> Texte

▬▬▬▬▬▬

Leur rôle encourage les saisies de terres et les violations des droits humains

(Elkana, Cisjordanie) – La plupart des grandes banques d'Israël fournissent des services qui facilitent l'existence, le maintien et l'expansion de colonies de peuplement illégales en finançant leur construction dans le territoire occupé de la  Cisjordanie, a déclaré Human Rights Watch dans un rapport publié aujourd'hui.

Ce rapport de 41 pages, intitulé « Bankrolling Abuse: Israeli Banks in West Bank Settlements » (« Un soutien financier aux abus: Le rôle des banques israéliennes dans les colonies de peuplement »), présente en détail les résultats de nouvelles recherches sur l'étendue des activités bancaires dans les colonies de peuplement et sur les violations des droits humains auxquelles ces activités contribuent. Les sept plus grandes banques d'Israël fournissent des services aux colonies. Le rapport documente également comment la plupart d'entre elles s'impliquent dans la construction d'unités résidentielles qui agrandissent les colonies, en acquérant des droits de propriété dans de nouveaux programmes de construction et en favorisant l'aboutissement de ces projets. L'installation par l'occupant de membres de sa population civile sur le territoire occupé, et l'expulsion ou le déplacement de membres de la population d'origine de ce territoire, constituent des crimes de guerre. En facilitant l'expansion des colonies de peuplement, ces activités bancaires facilitent des transferts illégaux de populations.

« Les banques israéliennes créent des partenariats avec des promoteurs immobiliers pour construire sur des terres palestiniennes des logements exclusivement réservés aux Israéliens », a déclaré Sari Bashi, directrice du plaidoyer au sujet d'Israël et de la Palestine à Human Rights Watch. « Les projets que ces banques financent contribuent au déplacement illégal de Palestiniens. »

Human Rights Watch a consulté en ligne les référencements des projets de construction dans les colonies, les cadastres et les registres municipaux palestiniens et israéliens et les rapports des entreprises de construction, s'est entretenu avec des propriétaires terriens, a visité des sites de construction dans les colonies et a examiné les recherches effectuées deux organisations non gouvernementales israéliennes –  Who Profits et Kerem Navot – au sujet des activités bancaires et des statuts fonciers dans cette région.

▬▬▬▬▬▬

> Données fournies

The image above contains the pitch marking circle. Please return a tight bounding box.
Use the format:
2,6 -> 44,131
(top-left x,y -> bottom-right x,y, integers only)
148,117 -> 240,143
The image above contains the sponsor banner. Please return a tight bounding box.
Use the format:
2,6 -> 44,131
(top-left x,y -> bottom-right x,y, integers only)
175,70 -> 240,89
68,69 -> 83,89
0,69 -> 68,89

▬▬▬▬▬▬

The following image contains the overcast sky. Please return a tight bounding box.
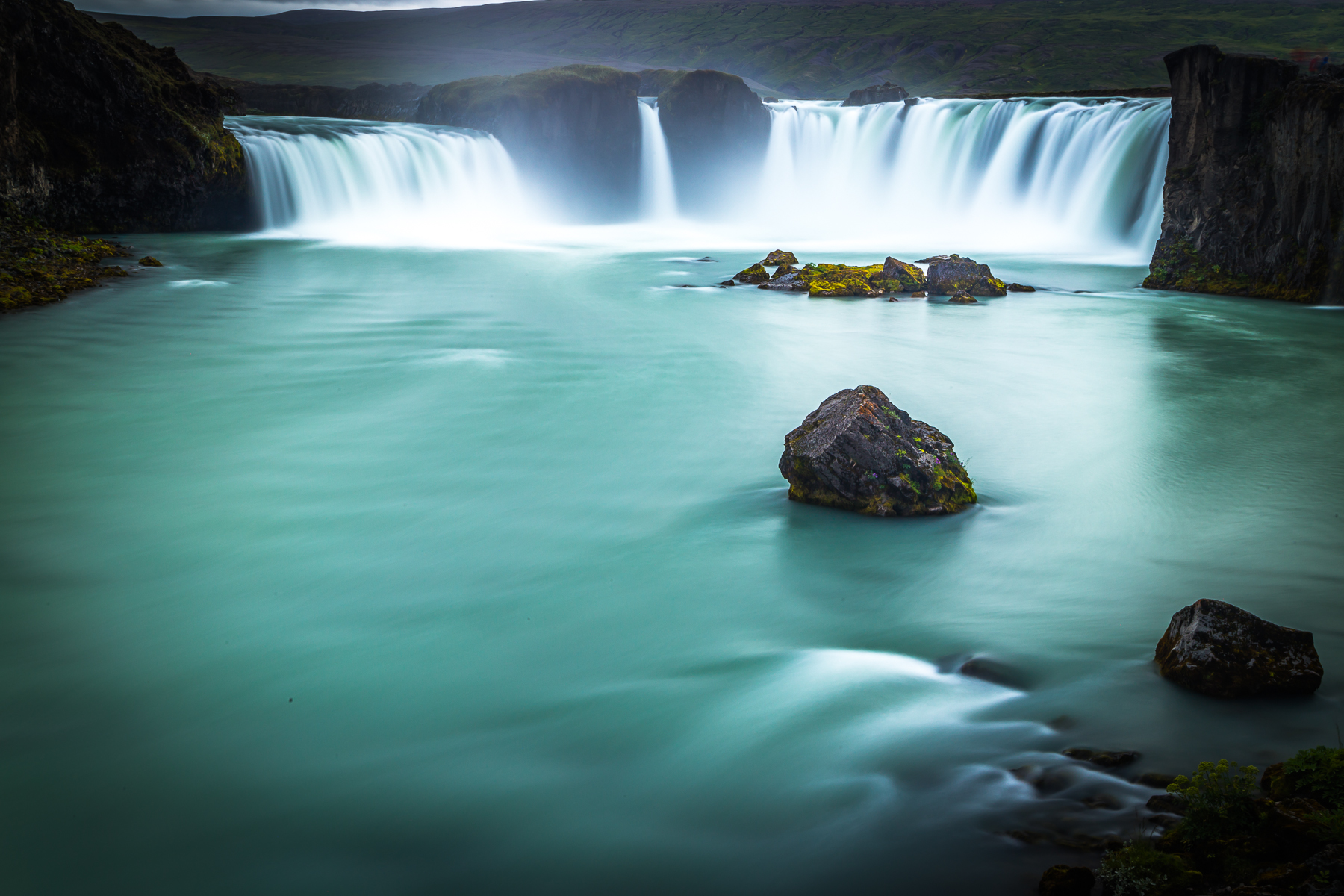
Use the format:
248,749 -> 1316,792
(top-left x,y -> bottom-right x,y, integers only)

▬▬▬▬▬▬

Prolongez le texte sur les banques israéliennes et les colonies de Cisjordanie en reprenant juste après sa dernière phrase. Les items qui précèdent forment un ensemble à part, indépendant du texte.

> Réponse
Un barrage routier érigé par une compagnie israélienne sur une route secondaire située à proximité de la colonie de Dolev, en Cisjordanie, empêche les habitants palestiniens du village d'Ein Qinya de continuer sur cette route afin de rejoindre le principal axe routier de cette région. © 2017 Human Rights Watch

Une carte créée par Human Rights Watch donne un aperçu des services financiers que fournissent les banques dans toutes les colonies de peuplement de Cisjordanie. En plus des projets de construction, les banques offrent des prêts aux autorités régionales et locales des colonies et des prêts hypothécaires aux acquéreurs de logements dans les colonies, et elles y ouvrent des succursales. Les habitants palestiniens de Cisjordanie qui, par ordre de l'armée israélienne, n'ont pas le droit d'accéder aux colonies de peuplement sauf comme travailleurs munis d'un permis spécial, ne peuvent utiliser ces services. Les banques palestiniennes et étrangères fournissent des services à leurs clients palestiniens en dehors des colonies.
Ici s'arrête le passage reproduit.